GPTBot / ClaudeBot / PerplexityBot
These are the named user-agents AI companies use to crawl the web — for training data, for live retrieval, or both. Knowing them lets you allow or block access in robots.txt.
GPTBot, ClaudeBot, and PerplexityBot are named crawler user-agents operated by OpenAI, Anthropic, and Perplexity respectively. They identify themselves in the HTTP user-agent string so site owners can recognize, allow, or block them via robots.txt. Some fetch pages to build or refine training data; others fetch pages live to ground answers at query time. Controlling them is how you decide whether an AI engine can read — and potentially cite — your content.
What do these bots do?
Each is an automated crawler from a major AI company. GPTBot is OpenAI’s crawler; ClaudeBot is Anthropic’s; PerplexityBot is Perplexity’s. They request pages, read the content, and feed it into either model training or live answer retrieval, depending on the bot and its purpose.
How are these different from Googlebot?
Googlebot crawls primarily for the traditional search index. These AI bots crawl for AI training or AI answer retrieval. They are distinct user-agents, so a rule that allows Googlebot does not automatically allow GPTBot, ClaudeBot, or PerplexityBot — you control each one separately.
Example
To let Perplexity read your docs but block OpenAI’s training crawler, you would add an Allow rule for PerplexityBot and a Disallow rule for GPTBot in robots.txt. The named user-agents are what make that granular control possible.

*****

### Problem description:
Rewrite the section of the page on AI crawlers that begins with the words containing "What do these" and ends with "different from Googlebot?", putting "Bingbot" wherever "Googlebot" appears. You won't need the lines that come after this page.

### Data block:
*****

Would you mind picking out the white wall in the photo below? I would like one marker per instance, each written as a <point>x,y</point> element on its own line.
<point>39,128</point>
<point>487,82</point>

*****

### Answer section:
What do these bots do?
Each is an automated crawler from a major AI company. GPTBot is OpenAI’s crawler; ClaudeBot is Anthropic’s; PerplexityBot is Perplexity’s. They request pages, read the content, and feed it into either model training or live answer retrieval, depending on the bot and its purpose.
How are these different from Bingbot?